- AIM OF THE TASK
Reproduce the line that contains "A teaching note to the class: indicate the sea" and every line after it through the end of the records, exactly, with nothing added.

- RECORDS FOR THIS EXERCISE
╔══

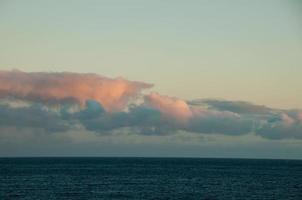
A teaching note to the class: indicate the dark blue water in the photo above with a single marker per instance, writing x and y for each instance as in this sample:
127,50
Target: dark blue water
149,178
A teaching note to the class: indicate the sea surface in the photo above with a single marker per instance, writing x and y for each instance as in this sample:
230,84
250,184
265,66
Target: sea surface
149,178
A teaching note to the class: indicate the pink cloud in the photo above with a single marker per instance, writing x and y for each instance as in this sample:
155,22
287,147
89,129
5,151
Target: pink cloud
113,94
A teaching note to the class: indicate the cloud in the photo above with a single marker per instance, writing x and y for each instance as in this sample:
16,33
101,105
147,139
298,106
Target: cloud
239,107
34,117
106,106
113,94
169,106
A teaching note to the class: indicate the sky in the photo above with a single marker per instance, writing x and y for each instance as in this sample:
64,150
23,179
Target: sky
151,78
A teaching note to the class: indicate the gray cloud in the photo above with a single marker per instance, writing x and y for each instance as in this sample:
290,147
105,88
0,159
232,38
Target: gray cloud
154,115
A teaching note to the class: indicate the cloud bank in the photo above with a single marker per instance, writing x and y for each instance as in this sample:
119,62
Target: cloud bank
60,102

╚══

- RESPONSE FOR THIS EXERCISE
A teaching note to the class: indicate the sea surface in the photo above with a single marker per instance, writing x and y for each instance as in this sample:
230,84
250,184
265,66
Target: sea surface
149,178
A teaching note to the class: indicate the pink cloud in the photo above with a single marker per instance, writing x and y for each instance as in this sample:
155,22
287,147
89,129
5,151
Target: pink cloud
113,94
A teaching note to the class: indicate the cloud in the photo above with a single marker per instance, writing x and y for each instance as in this sample:
16,33
101,105
147,139
298,106
Target: cloud
239,107
34,117
106,106
113,94
169,106
A teaching note to the class: indicate the sky in the photo above with a single marker per instance, writing x and y for each instance as in this sample:
64,150
23,179
Target: sky
151,78
A teaching note to the class: indicate the gray cloud in the photo above with a single marker per instance, writing x and y for each instance as in this sample:
290,147
105,88
0,159
232,38
Target: gray cloud
154,115
A teaching note to the class: indicate the cloud bank in the photo above with a single marker per instance, writing x and y for each instance as in this sample:
119,62
Target: cloud bank
60,102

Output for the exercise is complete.